3x2 minute rounds on a heavy bag will sort you out, especially if you keep your guard up and keep moving. Don't know where you're at at the moment, but when you learn how to throw a punch make sure you're using handwraps. But just as important - enjoy!


----------



## Headphone Hermit (Jan 8, 2014)

Ingélou said:


> No point in exercising to modern-pounding-beat stuff if you don't like it!


I hate the loud music played in all the gyms near where I live - it really puts me off being there


----------



## mirepoix (Feb 1, 2014)

Varick said:


> <snip> Stretching, yoga, tai chi (although I use it as a warm-down and a re-centering and want total silence at that point), sure.


Both as part of my warm up but also every morning after I shower, I use one of the 'Standard Eight Qigong Set' to open and maintain the health of my shoulders. It's the 'Serving Tea Cups'. There are many video demos of it online, and for anyone who's unaware/interested here's one of them. (it starts at about 00:30)

I don't buy into the spiritual aspect of it, however I believe it's a good example of how someone can find and take what works from almost anywhere and make it an important and valuable part of their routine.


----------



## brotagonist (Jul 11, 2013)

^    Pardon me, but the image your description evokes!


----------



## kirsten (Oct 16, 2014)

I don't see why not. As long as it works for you and you enjoy it.


----------



## mirepoix (Feb 1, 2014)

Headphone Hermit said:


> I hate the loud music played in all the gyms near where I live - it really puts me off being there











Ear plugs. I usually work out at home or in the park, but if I use a commercial gym I always employ ear plugs. Bonus: wear a hoody and a hat (and perhaps a face like mine? Heh) and 99℅ of people will avoid saying stuff to you like _"you do know that by squatting below parallel you're just *asking* for trouble in later life?"_


----------



## Varick (Apr 30, 2014)

• [Data records]:
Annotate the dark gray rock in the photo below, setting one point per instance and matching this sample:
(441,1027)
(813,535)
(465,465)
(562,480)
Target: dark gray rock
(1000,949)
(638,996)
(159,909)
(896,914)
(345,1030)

• [List of tasks]:
[1] Copy the part of the forum thread from "Both as part" to "(Jul 11, 2013)" word for word.
[2] In the forum thread, list each username that appears as the heading of a post, naming each one only once.

• [Problem solutions]:
[1]
Both as part of my warm up but also every morning after I shower, I use one of the 'Standard Eight Qigong Set' to open and maintain the health of my shoulders. It's the 'Serving Tea Cups'. There are many video demos of it online, and for anyone who's unaware/interested here's one of them. (it starts at about 00:30)

I don't buy into the spiritual aspect of it, however I believe it's a good example of how someone can find and take what works from almost anywhere and make it an important and valuable part of their routine.


----------



## brotagonist (Jul 11, 2013)

[2] Headphone Hermit, mirepoix, brotagonist, kirsten, Varick